Does the article on the Carson City school board agree with each statement below? Answer yes or no for each, and quote the deciding words from the article. 1. The board approved the staff payment on a Tuesday. 2. The payment's fiscal impact was allowed to exceed $1 million. 3. The district had an opportunity to pay eligible employees $1,000 each.

> [PROVIDED TEXT]:
• • •

Carson City school board OKs teacher stipend


Share this: Email | Facebook | X
The Carson City School District Board of Trustees on Tuesday approved its annual budgeted pay for performance staff payment for the 2021-22 school year with a fiscal impact not to exceed $1 million.
The decision came days before the end of the fiscal year with fiscal services director Andrew Feuling announcing there are still a number of job vacancies that continue to present challenges but created cost savings without filling the positions.
“There’s an opportunity to use (the funds) and it’s important to think of it as one-time money,” he told the board Tuesday. “It’s due to vacancies I hope we would be able to fill next year.”
On Tuesday, Feuling said he received a secondary and final guidance about a month this year from the Nevada Department of Education. The Pupil Centered Funding Plan, which changed how the state directs the flow of money to schools, shifted its ending fund balance sweep provisions. Feuling said due to the latest information from the NDE, the savings could be swept into the stabilization fund and provided an opportunity for the district to pay eligible employees $1,000 each.
Trustee Mike Walker asked about the timeline for making the exact determination on the sweep.

• • •

> [RECORD EXTRACTS]:
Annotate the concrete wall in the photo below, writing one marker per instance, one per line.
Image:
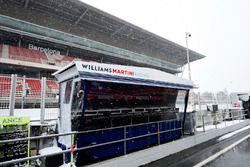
(161, 151)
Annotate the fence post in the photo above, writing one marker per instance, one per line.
(216, 120)
(12, 94)
(43, 94)
(158, 133)
(24, 91)
(125, 141)
(203, 123)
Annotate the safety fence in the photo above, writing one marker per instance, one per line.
(220, 119)
(162, 131)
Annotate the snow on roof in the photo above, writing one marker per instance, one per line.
(121, 74)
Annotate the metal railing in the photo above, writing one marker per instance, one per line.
(217, 118)
(73, 133)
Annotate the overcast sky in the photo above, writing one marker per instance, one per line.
(220, 30)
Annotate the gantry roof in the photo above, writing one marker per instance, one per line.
(86, 22)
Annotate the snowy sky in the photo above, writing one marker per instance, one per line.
(220, 30)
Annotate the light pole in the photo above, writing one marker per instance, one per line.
(188, 35)
(188, 62)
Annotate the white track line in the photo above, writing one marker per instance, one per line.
(204, 162)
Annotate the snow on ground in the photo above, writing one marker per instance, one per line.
(233, 133)
(219, 126)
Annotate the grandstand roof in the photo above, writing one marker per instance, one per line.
(80, 19)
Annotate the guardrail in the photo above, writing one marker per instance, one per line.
(216, 118)
(72, 134)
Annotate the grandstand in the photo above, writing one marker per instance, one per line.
(33, 47)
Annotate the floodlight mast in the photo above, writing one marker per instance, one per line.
(188, 60)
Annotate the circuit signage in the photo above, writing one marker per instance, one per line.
(12, 120)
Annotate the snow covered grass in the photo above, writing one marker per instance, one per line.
(221, 125)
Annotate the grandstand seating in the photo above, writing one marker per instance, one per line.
(24, 54)
(67, 58)
(52, 85)
(5, 83)
(33, 85)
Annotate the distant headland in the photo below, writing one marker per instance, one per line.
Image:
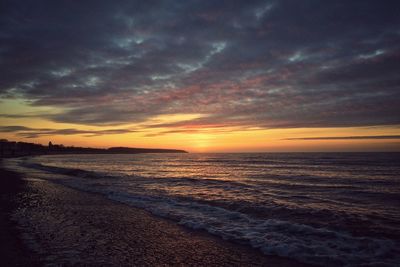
(15, 149)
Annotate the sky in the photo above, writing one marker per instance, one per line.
(205, 76)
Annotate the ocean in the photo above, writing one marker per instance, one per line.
(322, 208)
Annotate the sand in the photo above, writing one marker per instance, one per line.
(63, 226)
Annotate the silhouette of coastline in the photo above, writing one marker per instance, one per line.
(16, 149)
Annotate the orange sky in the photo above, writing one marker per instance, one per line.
(207, 139)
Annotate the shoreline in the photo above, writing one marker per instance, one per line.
(13, 251)
(60, 225)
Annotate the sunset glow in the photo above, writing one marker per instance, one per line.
(239, 79)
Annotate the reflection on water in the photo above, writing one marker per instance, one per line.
(285, 204)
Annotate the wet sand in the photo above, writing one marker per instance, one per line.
(63, 226)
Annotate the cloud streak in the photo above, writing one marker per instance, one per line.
(366, 137)
(28, 132)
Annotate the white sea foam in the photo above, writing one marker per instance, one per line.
(300, 241)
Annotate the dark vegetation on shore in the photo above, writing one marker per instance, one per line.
(12, 251)
(15, 149)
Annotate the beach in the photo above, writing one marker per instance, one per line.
(53, 224)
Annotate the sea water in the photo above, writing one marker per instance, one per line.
(321, 208)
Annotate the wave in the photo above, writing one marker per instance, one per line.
(303, 242)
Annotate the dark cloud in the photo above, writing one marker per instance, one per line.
(265, 64)
(28, 132)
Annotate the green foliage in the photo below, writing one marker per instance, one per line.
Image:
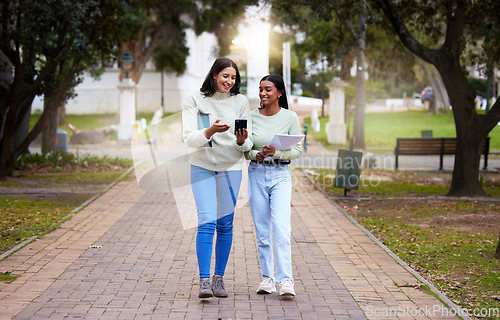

• • •

> [ANSWER FOR THE TASK]:
1. Yes: "The Carson City School District Board of Trustees on Tuesday approved its annual budgeted pay for performance staff payment"
2. No: "with a fiscal impact not to exceed $1 million"
3. Yes: "provided an opportunity for the district to pay eligible employees $1,000 each"